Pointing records

start

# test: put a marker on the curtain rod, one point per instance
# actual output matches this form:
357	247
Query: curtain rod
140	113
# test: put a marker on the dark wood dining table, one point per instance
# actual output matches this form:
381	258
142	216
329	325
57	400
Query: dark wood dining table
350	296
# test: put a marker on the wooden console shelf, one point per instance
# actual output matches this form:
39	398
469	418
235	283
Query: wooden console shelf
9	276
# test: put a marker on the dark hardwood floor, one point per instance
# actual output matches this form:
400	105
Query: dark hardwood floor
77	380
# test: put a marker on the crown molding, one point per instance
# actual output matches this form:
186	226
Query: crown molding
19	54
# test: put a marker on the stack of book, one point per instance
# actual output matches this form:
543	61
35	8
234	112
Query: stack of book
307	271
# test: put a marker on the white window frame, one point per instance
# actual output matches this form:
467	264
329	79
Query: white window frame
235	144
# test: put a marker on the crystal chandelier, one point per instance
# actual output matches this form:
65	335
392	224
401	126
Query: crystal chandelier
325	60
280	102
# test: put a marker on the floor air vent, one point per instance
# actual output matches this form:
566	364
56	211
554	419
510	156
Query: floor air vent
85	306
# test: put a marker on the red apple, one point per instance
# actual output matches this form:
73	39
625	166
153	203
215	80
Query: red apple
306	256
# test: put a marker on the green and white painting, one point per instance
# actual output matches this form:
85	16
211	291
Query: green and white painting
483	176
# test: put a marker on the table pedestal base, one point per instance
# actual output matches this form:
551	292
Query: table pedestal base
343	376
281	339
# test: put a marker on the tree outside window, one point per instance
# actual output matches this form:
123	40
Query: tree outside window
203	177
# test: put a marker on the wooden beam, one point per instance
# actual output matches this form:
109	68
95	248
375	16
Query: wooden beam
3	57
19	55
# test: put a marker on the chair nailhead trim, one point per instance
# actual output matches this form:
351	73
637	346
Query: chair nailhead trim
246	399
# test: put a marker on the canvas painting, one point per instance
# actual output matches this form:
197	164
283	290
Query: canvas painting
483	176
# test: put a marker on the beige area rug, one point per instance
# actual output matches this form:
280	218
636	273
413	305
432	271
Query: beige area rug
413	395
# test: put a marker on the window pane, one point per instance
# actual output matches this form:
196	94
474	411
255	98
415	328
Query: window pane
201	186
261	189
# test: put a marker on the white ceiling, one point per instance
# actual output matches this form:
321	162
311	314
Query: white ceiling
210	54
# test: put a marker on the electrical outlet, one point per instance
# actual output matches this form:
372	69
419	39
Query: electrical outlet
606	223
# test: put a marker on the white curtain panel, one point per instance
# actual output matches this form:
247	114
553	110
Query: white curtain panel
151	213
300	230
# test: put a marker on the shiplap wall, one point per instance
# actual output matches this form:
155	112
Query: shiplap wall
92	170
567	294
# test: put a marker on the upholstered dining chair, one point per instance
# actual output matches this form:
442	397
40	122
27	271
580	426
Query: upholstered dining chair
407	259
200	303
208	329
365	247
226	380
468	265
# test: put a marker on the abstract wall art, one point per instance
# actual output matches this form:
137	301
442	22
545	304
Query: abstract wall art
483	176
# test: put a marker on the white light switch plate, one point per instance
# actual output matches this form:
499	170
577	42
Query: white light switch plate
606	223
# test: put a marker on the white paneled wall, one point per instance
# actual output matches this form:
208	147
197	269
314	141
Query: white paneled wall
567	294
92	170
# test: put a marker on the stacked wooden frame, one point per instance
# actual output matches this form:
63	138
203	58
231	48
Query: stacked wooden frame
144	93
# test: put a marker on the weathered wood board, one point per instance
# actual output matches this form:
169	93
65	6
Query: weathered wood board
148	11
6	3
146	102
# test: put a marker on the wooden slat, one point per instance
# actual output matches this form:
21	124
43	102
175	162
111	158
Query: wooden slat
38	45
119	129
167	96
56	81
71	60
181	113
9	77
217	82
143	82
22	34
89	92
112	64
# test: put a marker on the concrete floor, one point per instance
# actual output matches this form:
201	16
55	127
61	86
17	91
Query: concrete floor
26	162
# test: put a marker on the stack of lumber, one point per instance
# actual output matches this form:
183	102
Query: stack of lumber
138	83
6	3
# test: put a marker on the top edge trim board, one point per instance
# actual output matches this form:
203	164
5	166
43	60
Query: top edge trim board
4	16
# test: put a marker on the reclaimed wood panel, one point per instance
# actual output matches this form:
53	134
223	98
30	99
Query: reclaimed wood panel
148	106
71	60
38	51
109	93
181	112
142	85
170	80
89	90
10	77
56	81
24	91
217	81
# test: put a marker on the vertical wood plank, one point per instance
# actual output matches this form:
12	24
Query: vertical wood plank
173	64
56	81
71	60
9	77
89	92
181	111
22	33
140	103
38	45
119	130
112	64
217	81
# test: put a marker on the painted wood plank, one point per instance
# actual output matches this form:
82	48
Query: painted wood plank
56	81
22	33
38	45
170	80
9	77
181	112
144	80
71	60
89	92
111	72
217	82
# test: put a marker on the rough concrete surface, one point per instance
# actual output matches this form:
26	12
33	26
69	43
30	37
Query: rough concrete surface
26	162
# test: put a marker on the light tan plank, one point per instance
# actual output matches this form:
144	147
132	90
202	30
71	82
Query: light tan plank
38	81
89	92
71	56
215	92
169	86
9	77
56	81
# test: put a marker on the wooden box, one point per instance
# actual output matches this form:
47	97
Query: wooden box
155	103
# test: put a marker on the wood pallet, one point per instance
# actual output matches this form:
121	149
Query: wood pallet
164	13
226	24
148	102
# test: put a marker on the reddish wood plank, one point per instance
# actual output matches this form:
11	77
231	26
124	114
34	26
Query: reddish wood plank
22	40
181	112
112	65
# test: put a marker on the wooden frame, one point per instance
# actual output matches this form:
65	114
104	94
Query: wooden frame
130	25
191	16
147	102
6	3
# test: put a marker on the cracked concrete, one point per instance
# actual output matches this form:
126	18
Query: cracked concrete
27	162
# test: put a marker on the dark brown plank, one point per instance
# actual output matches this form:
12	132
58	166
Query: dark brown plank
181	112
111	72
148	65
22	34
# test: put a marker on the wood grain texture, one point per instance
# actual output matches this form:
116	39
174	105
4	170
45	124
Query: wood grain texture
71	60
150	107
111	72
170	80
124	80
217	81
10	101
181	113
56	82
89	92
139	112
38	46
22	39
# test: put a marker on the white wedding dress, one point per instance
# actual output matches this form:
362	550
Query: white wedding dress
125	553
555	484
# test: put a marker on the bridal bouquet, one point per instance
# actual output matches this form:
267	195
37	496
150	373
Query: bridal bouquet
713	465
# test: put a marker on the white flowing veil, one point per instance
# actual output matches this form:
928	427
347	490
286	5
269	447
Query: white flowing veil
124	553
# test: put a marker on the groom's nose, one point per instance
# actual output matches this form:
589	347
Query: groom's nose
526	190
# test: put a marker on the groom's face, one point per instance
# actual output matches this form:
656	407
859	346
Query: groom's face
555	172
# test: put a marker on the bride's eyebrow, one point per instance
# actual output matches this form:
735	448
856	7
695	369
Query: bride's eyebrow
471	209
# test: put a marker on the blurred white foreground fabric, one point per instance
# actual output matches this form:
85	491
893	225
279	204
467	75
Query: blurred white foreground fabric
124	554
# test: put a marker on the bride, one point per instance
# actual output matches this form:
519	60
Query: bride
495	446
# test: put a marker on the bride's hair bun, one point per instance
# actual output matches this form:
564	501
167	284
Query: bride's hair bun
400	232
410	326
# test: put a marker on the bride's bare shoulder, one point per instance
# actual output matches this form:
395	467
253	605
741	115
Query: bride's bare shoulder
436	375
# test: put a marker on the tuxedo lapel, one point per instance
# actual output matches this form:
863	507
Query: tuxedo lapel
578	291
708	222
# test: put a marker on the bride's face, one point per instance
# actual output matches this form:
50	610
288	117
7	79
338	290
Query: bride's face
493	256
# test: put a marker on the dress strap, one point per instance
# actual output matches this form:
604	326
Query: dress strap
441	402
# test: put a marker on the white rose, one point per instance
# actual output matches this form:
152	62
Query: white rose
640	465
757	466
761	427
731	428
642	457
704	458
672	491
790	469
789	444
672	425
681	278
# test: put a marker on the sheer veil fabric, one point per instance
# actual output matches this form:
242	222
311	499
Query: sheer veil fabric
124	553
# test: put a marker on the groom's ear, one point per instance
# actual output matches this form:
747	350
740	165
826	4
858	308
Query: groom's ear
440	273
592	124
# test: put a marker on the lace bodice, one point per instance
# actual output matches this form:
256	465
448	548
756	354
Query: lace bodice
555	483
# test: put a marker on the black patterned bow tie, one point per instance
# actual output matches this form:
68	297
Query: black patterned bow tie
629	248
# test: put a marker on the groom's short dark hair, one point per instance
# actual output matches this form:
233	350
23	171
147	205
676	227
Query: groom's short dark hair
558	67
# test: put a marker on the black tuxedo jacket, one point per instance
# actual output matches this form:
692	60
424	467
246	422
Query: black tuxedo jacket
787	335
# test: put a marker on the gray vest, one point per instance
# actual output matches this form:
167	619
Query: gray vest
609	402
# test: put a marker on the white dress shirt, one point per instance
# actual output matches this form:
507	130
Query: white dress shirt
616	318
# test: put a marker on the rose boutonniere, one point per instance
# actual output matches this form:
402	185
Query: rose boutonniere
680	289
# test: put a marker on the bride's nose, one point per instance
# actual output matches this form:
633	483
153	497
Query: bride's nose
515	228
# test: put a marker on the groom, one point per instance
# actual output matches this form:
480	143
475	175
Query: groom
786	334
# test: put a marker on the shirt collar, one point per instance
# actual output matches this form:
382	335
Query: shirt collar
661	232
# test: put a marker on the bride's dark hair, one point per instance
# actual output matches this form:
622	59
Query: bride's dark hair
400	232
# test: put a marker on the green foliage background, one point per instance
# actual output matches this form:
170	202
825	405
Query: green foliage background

end

Convert the lines of the records, from the line containing "# test: put a marker on the bride's dark" through the last line of the records, both ends included, into a numbered list with blank lines omitted.

1. # test: put a marker on the bride's dark hair, one point per instance
2. # actual output matches this form:
3. 622	59
4. Query: bride's dark hair
5. 400	232
6. # test: put a marker on the green foliage background, one point per instance
7. # actual output matches this form:
8. 170	202
9. 825	405
10. Query: green foliage background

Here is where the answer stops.